:: The task ::
Set down the full listing that follows, word for word.

:: Data provided ::
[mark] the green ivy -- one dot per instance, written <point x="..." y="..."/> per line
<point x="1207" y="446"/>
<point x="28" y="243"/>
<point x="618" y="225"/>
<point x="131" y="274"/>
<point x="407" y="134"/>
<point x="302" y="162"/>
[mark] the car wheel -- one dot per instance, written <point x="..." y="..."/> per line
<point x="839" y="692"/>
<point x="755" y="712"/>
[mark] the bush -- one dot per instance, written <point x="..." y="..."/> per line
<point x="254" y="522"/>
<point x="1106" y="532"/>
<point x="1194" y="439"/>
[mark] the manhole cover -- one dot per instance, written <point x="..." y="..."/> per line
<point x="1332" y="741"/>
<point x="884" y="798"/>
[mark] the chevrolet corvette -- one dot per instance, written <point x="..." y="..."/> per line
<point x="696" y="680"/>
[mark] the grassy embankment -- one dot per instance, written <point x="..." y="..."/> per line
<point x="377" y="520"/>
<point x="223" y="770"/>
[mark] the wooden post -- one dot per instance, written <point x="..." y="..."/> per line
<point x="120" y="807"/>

:: Result for this exercise ::
[mark] the green ivy -- one dot per instance, written <point x="..." y="..."/> per line
<point x="1207" y="446"/>
<point x="28" y="243"/>
<point x="618" y="225"/>
<point x="131" y="274"/>
<point x="407" y="134"/>
<point x="302" y="162"/>
[mark] the car wheel -- one dot per instance, written <point x="..." y="..."/> per line
<point x="839" y="692"/>
<point x="755" y="712"/>
[mark] the bush -- one dot per instance, written <point x="..." y="..."/> per line
<point x="254" y="522"/>
<point x="1106" y="532"/>
<point x="1194" y="439"/>
[mark] the manhole cover -- one dot per instance, written <point x="..." y="..."/> per line
<point x="1332" y="741"/>
<point x="884" y="798"/>
[mark] the chevrolet corvette -- one dot per instance, written <point x="..." y="..."/> per line
<point x="696" y="680"/>
[mark] the grassy embankment -- one dot per instance, written <point x="..." y="..."/> per line
<point x="377" y="520"/>
<point x="223" y="770"/>
[mark] the wooden post -- one dot per instance, written <point x="..." y="..."/> per line
<point x="120" y="807"/>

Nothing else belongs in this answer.